Wiadomości z rynku

niedziela
24 listopada 2024

Volvo, Scania i Mercedes oswajają bionapędy

Samochody ciężarowe. Olej roślinny, gaz ziemny, a może alkohol?
03.12.2010 00:00:00
Paliwa alternatywne w Polsce to melodia przyszłości. Nie sprzyjają ich wprowadzaniu przepisy dotyczące wszelkich opłat obciążających tabor samochodowy, nie ma zachęt. Różnice w cenie na korzyść np. biodiesla w porównaniu ze zwykłym ON są nieduże, zdaniem przewoźników nie rekompensują strat, jakie można ponieść, jeżdżąc na oleju roślinnym. Dlatego też producenci samochodów ciężarowych szukają alternatywnych rozwiązań. Volvo Trucks rozpoczyna publiczne testy eksploatacyjne samochodów ciężarowych napędzanych silnikami spalającymi mieszankę metanu i oleju napędowego, przystosowanymi również do zasilania skroplonym metanem. Równocześnie w Stigs Center, w Geteborgu, zostanie otwarta pierwsza w Szwecji stacja paliwowa oferująca skroplony metan. Scania stawia natomiast na zasilanie gazem.
Napędy hybrydowe to tym bardziej bajka o żelaznym wilku. Jednak przed ekologicznymi rozwiązaniami nie uciekniemy i trzeba powoli się z nimi oswajać.
Możliwość stosowania do 10% zawartości bioetanolu w benzynach silnikowych oraz do 7% estrów metylowych w olejach napędowych to propozycje zmian przygotowane przez Ministerstwo Gospodarki w założeniach do projektu ustawy o zmianie ustawy o systemie monitorowania i kontrolowania jakości paliw oraz ustawy o biokomponentach i biopaliwach ciekłych.
Propozycje MG są zgodne z postanowieniami unijnej dyrektywy 2009/30/WE zmieniającej dyrektywę 98/70/WE. Wprowadza ona możliwość stosowania większej ilości biokomponentów w paliwach ciekłych: dla benzyn silnikowych o zawartości bioetanolu do 10% (tzw. paliwo E10), dla oleju napędowego o zawartości estru metylowego do 7% (tzw. paliwo B7).
Ostrożnie z biodieslem
Na niektórych stacjach paliw można tankować 100-procentowy biodiesel. Mimo że jest on przez producentów zachwalany, jako paliwo ekologiczne i niemal bez wad, przewoźnicy unikają go, bo straty wynikające z jego stosowania mogą okazać się większe, niż oszczędności.

+ + + + +

▶ [Polecenie]: Przepisz z tekstu o bionapędach w ciężarówkach fragment od „Wiadomości z rynku” aż do „a może alkohol?”, zamieniając w nim „alkohol” na „wodór”.

+ + + + +

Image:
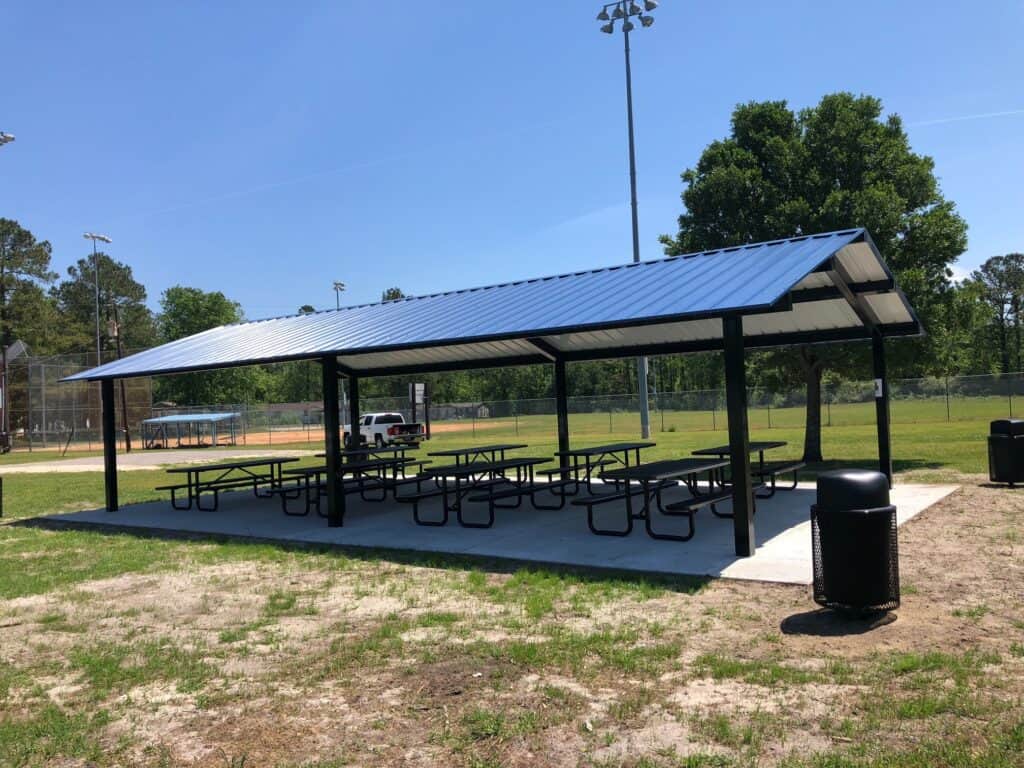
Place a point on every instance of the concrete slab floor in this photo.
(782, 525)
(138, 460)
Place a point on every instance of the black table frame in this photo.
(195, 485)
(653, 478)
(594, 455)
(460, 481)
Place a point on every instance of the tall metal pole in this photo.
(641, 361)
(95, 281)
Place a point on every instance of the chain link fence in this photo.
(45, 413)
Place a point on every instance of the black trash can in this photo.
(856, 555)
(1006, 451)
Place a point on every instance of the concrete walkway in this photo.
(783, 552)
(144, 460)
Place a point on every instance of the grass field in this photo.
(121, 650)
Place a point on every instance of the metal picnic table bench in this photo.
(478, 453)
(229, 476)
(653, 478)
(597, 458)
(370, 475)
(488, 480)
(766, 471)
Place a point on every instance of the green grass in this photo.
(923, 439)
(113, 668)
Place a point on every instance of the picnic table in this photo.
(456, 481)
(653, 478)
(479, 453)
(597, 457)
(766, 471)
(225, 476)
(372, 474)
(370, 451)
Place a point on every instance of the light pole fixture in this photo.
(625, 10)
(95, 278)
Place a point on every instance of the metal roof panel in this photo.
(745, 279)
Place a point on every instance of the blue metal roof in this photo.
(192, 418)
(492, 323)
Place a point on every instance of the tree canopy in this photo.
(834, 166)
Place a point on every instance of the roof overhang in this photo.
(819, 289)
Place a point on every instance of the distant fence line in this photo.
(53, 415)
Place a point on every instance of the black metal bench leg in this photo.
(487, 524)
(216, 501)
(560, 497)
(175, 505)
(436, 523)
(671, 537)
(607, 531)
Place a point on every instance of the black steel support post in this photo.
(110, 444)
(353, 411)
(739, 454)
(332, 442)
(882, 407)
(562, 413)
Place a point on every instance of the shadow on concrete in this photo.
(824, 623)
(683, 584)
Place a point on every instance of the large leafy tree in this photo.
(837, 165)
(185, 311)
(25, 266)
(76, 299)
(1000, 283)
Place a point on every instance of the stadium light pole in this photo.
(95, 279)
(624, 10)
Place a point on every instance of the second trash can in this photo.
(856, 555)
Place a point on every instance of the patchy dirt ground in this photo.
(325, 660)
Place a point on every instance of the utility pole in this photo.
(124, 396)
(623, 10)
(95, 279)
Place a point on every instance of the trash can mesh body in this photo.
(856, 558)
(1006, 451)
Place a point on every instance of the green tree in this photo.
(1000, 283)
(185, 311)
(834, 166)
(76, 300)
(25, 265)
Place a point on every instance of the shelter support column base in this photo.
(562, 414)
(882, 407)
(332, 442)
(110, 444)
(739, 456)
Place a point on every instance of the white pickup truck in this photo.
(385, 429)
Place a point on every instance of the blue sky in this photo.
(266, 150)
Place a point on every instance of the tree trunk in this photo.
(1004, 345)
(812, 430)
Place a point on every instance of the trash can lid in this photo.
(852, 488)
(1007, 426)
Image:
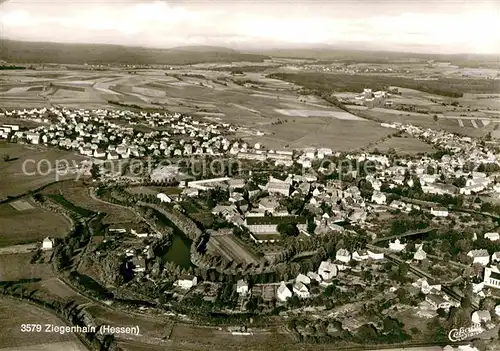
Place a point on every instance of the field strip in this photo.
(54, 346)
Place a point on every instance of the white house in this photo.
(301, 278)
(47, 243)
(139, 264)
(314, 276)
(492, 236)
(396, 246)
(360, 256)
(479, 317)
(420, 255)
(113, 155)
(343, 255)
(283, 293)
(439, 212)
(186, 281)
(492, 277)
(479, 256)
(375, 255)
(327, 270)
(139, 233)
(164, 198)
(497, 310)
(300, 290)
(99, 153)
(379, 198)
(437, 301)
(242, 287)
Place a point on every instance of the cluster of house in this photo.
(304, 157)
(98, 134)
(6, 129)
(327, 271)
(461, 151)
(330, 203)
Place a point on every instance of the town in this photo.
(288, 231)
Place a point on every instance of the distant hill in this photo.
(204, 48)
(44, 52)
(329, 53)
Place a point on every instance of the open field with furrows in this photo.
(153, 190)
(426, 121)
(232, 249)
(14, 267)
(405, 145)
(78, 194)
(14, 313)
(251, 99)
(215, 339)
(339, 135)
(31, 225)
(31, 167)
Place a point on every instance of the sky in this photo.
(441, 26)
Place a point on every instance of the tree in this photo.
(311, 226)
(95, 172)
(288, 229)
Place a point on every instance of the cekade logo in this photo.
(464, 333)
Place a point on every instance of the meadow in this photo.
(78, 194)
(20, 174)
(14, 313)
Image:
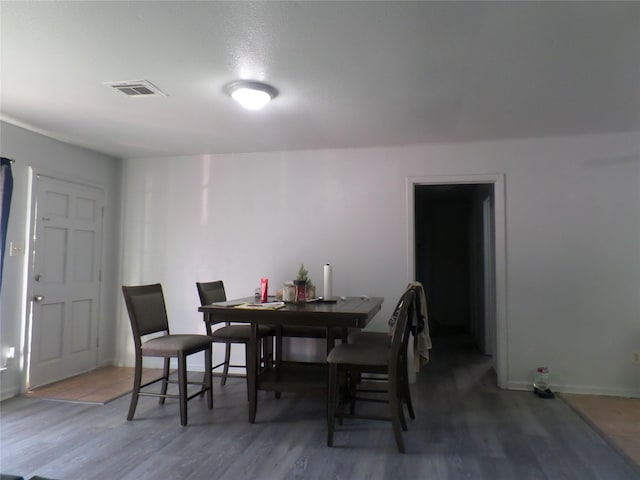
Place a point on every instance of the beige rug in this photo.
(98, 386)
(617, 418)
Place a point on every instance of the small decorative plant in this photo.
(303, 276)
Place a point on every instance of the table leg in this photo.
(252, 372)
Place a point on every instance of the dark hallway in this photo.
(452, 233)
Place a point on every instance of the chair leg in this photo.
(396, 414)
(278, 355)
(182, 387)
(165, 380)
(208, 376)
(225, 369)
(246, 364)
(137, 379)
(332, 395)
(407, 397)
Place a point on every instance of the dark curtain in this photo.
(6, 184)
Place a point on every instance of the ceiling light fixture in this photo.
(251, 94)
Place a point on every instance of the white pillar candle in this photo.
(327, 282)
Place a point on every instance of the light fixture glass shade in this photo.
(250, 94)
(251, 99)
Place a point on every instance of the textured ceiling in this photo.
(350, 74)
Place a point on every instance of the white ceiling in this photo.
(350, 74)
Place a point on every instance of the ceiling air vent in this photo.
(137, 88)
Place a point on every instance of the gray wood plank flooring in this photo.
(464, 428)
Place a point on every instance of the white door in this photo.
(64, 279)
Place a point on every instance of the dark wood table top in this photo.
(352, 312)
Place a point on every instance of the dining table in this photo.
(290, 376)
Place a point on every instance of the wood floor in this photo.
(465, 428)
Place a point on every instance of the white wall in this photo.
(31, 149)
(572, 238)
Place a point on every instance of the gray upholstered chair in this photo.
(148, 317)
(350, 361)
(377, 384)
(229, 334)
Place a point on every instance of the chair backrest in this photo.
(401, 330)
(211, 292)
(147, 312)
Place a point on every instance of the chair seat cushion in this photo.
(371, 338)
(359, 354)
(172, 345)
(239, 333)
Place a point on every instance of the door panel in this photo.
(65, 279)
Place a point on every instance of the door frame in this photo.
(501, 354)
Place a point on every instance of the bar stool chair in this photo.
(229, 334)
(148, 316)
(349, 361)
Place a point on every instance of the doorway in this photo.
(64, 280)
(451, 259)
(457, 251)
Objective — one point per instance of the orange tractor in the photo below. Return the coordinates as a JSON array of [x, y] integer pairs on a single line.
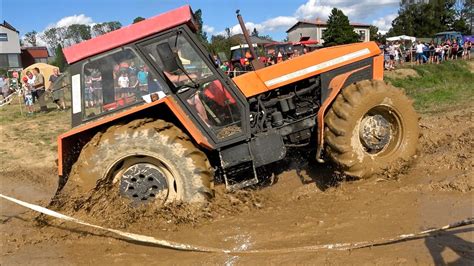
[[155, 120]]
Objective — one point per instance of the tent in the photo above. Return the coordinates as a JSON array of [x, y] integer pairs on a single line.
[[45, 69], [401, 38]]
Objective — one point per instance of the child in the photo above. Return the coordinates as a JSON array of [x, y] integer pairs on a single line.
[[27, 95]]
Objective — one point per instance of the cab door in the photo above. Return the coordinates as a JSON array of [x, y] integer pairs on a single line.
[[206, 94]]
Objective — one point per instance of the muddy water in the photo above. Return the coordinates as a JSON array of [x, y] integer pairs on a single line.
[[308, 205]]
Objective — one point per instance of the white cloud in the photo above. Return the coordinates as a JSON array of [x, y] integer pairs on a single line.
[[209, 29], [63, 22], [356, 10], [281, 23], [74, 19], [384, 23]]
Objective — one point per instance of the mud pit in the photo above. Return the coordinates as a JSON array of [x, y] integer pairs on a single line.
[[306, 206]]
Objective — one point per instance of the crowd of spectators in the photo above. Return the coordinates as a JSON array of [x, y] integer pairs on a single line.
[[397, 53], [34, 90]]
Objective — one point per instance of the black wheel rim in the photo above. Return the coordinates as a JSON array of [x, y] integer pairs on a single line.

+ + + + +

▶ [Wynik poniżej]:
Wiadomości z rynku

niedziela
24 listopada 2024

Volvo, Scania i Mercedes oswajają bionapędy

Samochody ciężarowe. Olej roślinny, gaz ziemny, a może wodór?